● Source document
= = = =

Wednesday 29 October 2008

And I'll be happy to see those nice young men in their clean white coats


Carol had short brown hair and "ethnic" dangly earrings. She was wearing elastic waisted trousers, probably made from fair trade cotton, and had the sort of gold cross around her neck that is supposed to be discreet yet managed to be the first thing I noticed about her. Her smile dripped with so much pity that I wanted to punch her. Instead I sat down opposite her, next to an ailing spider plant probably being slowly choked to death with fake empathy, and waited for her to start. "So," she sighed, "how are you today?" I was in the Cambridge counselling service beginning my second (and last) session.

The previous week I'd sat in the waiting room staring at a poster proclaiming, "Depression feels the same in any language!" with a picture of several people of various creeds and colours standing united in an act of multicultural misery and wondering what I was doing there. This feeling only increased throughout my session and reached a peak during the second session where I was subjected to a barrage of sub-Freudian techniques. Regard:

THE OEDIPUS COMPLEX
Carol: Now last week you said you don't get on with your father...
OGH: No, I said we weren't close. That's not the same.
Carol: You see him as a distant figure?
OGH: I see him as someone who is busy working hard for his family.
Carol: [disappointed] Oh.


FREE ASSOCIATION
Carol: [Stares at me with a gormless expression mirroring that of the Jesus in the icon of the crucifixion on her wall]
OGH: [Stares back]
Carol: [Sighs]
OGH: [Stares]
Carol: Why all the silence?
OGH: Er, you haven't asked me a question yet.
Carol: [sighs with what sounds like the tiniest bit of irritation]

THE ELECTRA COMPLEX
Carol: How about your mother?
OGH: Really, my parents aren't to blame for the fact that I'm a miserable cow.
Carol: You're being rather obstructive to the therapy process.

LAST DITCH ATTEMPT AT ANALYSIS
Carol: You're all dressed in black, with black hair and black make up. It's as if you're in mourning and I wonder what you're in mourning for?
OGH: The lost minutes of my life spent with you dear.

= = = =

● Exercise 1
In the counselling blog post, what did the poster in the waiting room proclaim?
● Exercise 2
Continue the counselling blog post from the last line of the session with Carol.
The entries that come next are separate material with no connection to the counselling blog post.

● Point-per-instance localization data
= = = =

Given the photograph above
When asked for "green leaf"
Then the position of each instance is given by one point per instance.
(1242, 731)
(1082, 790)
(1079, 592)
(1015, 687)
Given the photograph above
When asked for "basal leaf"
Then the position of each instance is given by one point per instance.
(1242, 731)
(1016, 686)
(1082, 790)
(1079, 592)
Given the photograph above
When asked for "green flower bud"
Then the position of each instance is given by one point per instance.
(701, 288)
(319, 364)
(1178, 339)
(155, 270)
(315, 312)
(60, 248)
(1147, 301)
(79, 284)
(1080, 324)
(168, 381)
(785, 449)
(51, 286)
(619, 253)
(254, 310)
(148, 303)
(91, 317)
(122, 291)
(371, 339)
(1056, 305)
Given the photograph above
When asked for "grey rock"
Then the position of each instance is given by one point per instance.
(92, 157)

= = = =

● Expected output 1
"Depression feels the same in any language!"

● Expected output 2
The other day I was watching Bad Girls with the wife (shh, I only watch it for the lesbians). The story line was tackling a particularly gritty subject with its usual rigour when I interjected, "For god's sake, they'd have got a social worker in by now," and then a smile crept accross my face. It finally hit home that I'm going to be a social worker. (Well, in about four years' time if I can find the money to fund another go at university.) And I've got Carol to thank for that. I walked out of her room in 2004 and have spent a fair part of the years since then in the throes of drooling mentalism. After that bad experience it was a year before I sought help again and by that point it was too late for me to remain at Cambridge, but that help was good. I was diagnosed bipolar and have CBTed myself back to functionality and along the way I decided that I wanted to make sure people got the same help I had. That sounds vomitously trite and I do apologise but I could tell you horror stories, there's a lot worse than Carol.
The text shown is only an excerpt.